ARTICLE »
So let us suppose it to be admitted that a system of voluntary learning is desirable: how is it to be obtained? In answer to this it cannot be expected that any complete formulated scheme should be presented which would be certain to produce the effect desired. The working out of the general idea depends principally on individual influence for its success, and numberless obstacles have to be overcome; all that can be done is, that every one interested in education should consider and see if this idea of teaching is not the freest and most enlightened, in the hope of inducing unanimous effort in the same direction, and so increasing the amount of that individual influence.

There are, however, a few subsidiary points worth noticing. The numerous subjects which men of science, with Sir John Lubbock at their head, have succeeded in getting taught in public schools, have in most cases produced, or been incorporated with, the modern sides,' that is to say, certain curricula designed for those who wish to learn (besides science) modern languages, and certain forms of mathematics, &c., required for the army or diplomacy. But the movement has not stopped here. A further and most satisfactory result is noticeable in the recent establishment of workshops under proper control, where boys can gain some idea of the value of manual labour, and the respect due to careful handicraft. Museums too are encouraged, since they help in extending the front, so to speak, of the intellectual interest presented to the boys, and so increase the chance of alluring a greater number to pursue knowledge for its own sake. For those who know the natures of average boys, know that the process of leading them to learn is in reality a process of allurement. Thousands of boys have a strong instinctive antipathy to intellectual effort; their point of view with regard to it has to be modified; and if the attempt is made abruptly it will be ineffective; they suspect some sinister design, not knowing yet that what they are being led to is beautiful for its own sake, and capable of making them useful members of society. And to further this innocent deception, such

things as debating societies are valuable. They may induce an intellectual activity in quarters where there is often a marked tendency to stagnation, and stimulus may be given to thought, arrangement of ideas, and the hearing and imparting of facts, without aid of lexicons or fear of the ferule. But they are not often made to serve this purpose without considerable efforts being made towards sustaining them after they have once started. Transitory conditions may start them, and then generally a crisis supervenes demanding great care. Supposing, however, that this has been survived in safety, the society is liable to change its character. The debating element in its constitution is seen to lose prominence, and a club is formed of boys elected for their popularity, an aggregation of the influence of the school. There is of course a natural tendency to this, and the result is not unsatisfactory. Such a club embraces a class of boys whom a purely literary or debating society would probably exclude. They join it without the least intention of learning anything; but its usages should compel them by means of debates to take a livelier interest in rational subjects and enlarge their mental horizon. But there will very likely be room then for a purely literary society of a less compound nature, to co-exist side by side with this club, and provide. solely for the more studious portion of the community. For it can hardly be expected in any school that a club with members elected. for popularity, should coincide with another consisting of the scholars and the foremost devotees of learning.

EXTRACTED MATERIAL »
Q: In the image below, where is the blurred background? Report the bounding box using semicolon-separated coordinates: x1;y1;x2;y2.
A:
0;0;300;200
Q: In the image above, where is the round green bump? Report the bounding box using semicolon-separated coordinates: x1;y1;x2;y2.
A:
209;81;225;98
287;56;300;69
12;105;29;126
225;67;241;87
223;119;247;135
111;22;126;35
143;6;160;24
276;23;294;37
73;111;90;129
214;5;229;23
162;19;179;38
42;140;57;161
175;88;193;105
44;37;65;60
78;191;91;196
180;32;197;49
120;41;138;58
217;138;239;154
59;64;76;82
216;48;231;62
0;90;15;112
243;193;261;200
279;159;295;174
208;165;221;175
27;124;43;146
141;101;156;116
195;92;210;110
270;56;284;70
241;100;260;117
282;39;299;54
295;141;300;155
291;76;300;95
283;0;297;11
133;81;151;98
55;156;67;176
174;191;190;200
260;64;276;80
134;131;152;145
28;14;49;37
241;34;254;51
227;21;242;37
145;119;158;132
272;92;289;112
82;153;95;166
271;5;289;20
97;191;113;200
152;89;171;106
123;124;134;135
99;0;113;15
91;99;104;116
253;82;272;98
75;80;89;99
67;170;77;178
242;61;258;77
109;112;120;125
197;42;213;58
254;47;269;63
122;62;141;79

==

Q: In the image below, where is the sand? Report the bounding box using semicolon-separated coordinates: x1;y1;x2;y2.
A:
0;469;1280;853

STATED EXERCISE 1 » Copy word for word the part of the passage that begins at "So let us suppose" and stops after "that individual influence.".
STATED EXERCISE 2 »
Answer these from the passage:
(a) Who is named as heading the men of science who got more subjects taught in public schools?
(b) What can boys gain from the workshops?
(c) For what are boys elected to the club that a debating society may turn into?
The lines above play no part here; only the passage matters.

WRITTEN SOLUTION 1 »
So let us suppose it to be admitted that a system of voluntary learning is desirable: how is it to be obtained? In answer to this it cannot be expected that any complete formulated scheme should be presented which would be certain to produce the effect desired. The working out of the general idea depends principally on individual influence for its success, and numberless obstacles have to be overcome; all that can be done is, that every one interested in education should consider and see if this idea of teaching is not the freest and most enlightened, in the hope of inducing unanimous effort in the same direction, and so increasing the amount of that individual influence.

WRITTEN SOLUTION 2 »
(a) Sir John Lubbock
(b) Some idea of the value of manual labour, and the respect due to careful handicraft
(c) Their popularity